**DIRECTIONS FOR THIS TASK**
Copy out the mailing-list reply below about a slow NULL update on a large table, word for word and in full.

**QUOTED TEXT**
On Wed, 2004-03-10 at 15:30, Tom Lane wrote: > "Fred Moyer" <fred@redhotpenguin.com> writes: > >> This is just a Seq Scan where a numeric field must be updated to > >> NULL but if I run it you can see that this simple query takes > >> forever (7628686.23 ms this is over 2 hours for only updating > >> 747524 records!). > > > However updating every row to null with 700k rows is going to take a while > > A while, sure, but 2 hours seems excessive to me too. I'm betting that > there are triggers or foreign keys on the table being updated, and that > that's where the time is going. It might be possible to improve that, > but Bobbie hasn't given us enough information. If there are no foreign keys or triggers and updating each row is taking one drive seek ( approximately 9 ms with the 80 gig IDE drive being used here ) then to do 747524 seeks will take 6727716 ms, about 10% less than the time of 7628686 ms for the update above. Is this is an accurate estimate or are these numbers just coincidence? It seems like this could represent the least efficient update scenario.

**DATA LISTING**
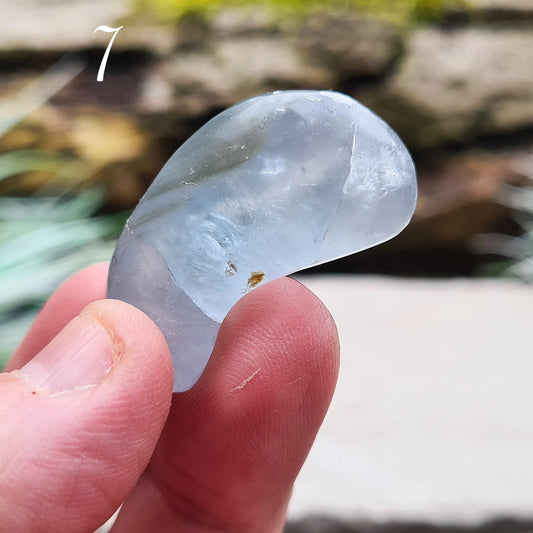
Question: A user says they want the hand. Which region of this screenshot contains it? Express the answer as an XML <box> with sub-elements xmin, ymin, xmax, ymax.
<box><xmin>0</xmin><ymin>264</ymin><xmax>339</xmax><ymax>533</ymax></box>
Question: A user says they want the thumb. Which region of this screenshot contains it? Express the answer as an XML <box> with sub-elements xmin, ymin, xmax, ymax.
<box><xmin>0</xmin><ymin>300</ymin><xmax>173</xmax><ymax>532</ymax></box>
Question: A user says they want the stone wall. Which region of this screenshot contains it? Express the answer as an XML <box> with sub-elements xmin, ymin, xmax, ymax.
<box><xmin>0</xmin><ymin>0</ymin><xmax>533</xmax><ymax>274</ymax></box>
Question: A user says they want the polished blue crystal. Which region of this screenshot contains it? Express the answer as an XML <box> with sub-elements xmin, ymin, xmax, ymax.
<box><xmin>108</xmin><ymin>91</ymin><xmax>416</xmax><ymax>391</ymax></box>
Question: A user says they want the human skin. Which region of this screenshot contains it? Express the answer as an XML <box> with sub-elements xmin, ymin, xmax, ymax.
<box><xmin>0</xmin><ymin>264</ymin><xmax>339</xmax><ymax>533</ymax></box>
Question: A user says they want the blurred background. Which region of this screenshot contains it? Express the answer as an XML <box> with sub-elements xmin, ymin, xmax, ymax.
<box><xmin>0</xmin><ymin>0</ymin><xmax>533</xmax><ymax>533</ymax></box>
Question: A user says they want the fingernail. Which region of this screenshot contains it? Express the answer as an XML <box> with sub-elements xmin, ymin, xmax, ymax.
<box><xmin>19</xmin><ymin>315</ymin><xmax>114</xmax><ymax>393</ymax></box>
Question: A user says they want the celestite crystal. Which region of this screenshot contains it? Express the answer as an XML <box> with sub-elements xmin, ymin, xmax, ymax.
<box><xmin>108</xmin><ymin>91</ymin><xmax>416</xmax><ymax>391</ymax></box>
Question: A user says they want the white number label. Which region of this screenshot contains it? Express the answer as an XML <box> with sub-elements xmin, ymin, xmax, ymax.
<box><xmin>93</xmin><ymin>26</ymin><xmax>124</xmax><ymax>81</ymax></box>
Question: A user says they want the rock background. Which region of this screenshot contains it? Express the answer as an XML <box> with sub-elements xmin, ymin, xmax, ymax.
<box><xmin>0</xmin><ymin>0</ymin><xmax>533</xmax><ymax>275</ymax></box>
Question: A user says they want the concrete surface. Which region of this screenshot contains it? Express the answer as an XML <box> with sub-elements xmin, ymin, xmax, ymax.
<box><xmin>290</xmin><ymin>277</ymin><xmax>533</xmax><ymax>524</ymax></box>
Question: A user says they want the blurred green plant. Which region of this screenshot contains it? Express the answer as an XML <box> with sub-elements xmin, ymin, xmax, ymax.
<box><xmin>136</xmin><ymin>0</ymin><xmax>467</xmax><ymax>24</ymax></box>
<box><xmin>0</xmin><ymin>151</ymin><xmax>127</xmax><ymax>369</ymax></box>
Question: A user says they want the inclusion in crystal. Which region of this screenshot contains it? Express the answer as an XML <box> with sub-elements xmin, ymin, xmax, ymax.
<box><xmin>108</xmin><ymin>91</ymin><xmax>416</xmax><ymax>391</ymax></box>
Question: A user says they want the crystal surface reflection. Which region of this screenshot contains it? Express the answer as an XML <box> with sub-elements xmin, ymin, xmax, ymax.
<box><xmin>108</xmin><ymin>91</ymin><xmax>416</xmax><ymax>391</ymax></box>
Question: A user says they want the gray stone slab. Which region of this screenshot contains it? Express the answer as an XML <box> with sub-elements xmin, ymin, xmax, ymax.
<box><xmin>290</xmin><ymin>277</ymin><xmax>533</xmax><ymax>523</ymax></box>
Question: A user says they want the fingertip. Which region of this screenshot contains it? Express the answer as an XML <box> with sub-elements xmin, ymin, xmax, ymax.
<box><xmin>6</xmin><ymin>262</ymin><xmax>109</xmax><ymax>371</ymax></box>
<box><xmin>208</xmin><ymin>278</ymin><xmax>339</xmax><ymax>403</ymax></box>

**RESULT BELOW**
On Wed, 2004-03-10 at 15:30, Tom Lane wrote: > "Fred Moyer" <fred@redhotpenguin.com> writes: > >> This is just a Seq Scan where a numeric field must be updated to > >> NULL but if I run it you can see that this simple query takes > >> forever (7628686.23 ms this is over 2 hours for only updating > >> 747524 records!). > > > However updating every row to null with 700k rows is going to take a while > > A while, sure, but 2 hours seems excessive to me too. I'm betting that > there are triggers or foreign keys on the table being updated, and that > that's where the time is going. It might be possible to improve that, > but Bobbie hasn't given us enough information. If there are no foreign keys or triggers and updating each row is taking one drive seek ( approximately 9 ms with the 80 gig IDE drive being used here ) then to do 747524 seeks will take 6727716 ms, about 10% less than the time of 7628686 ms for the update above. Is this is an accurate estimate or are these numbers just coincidence? It seems like this could represent the least efficient update scenario.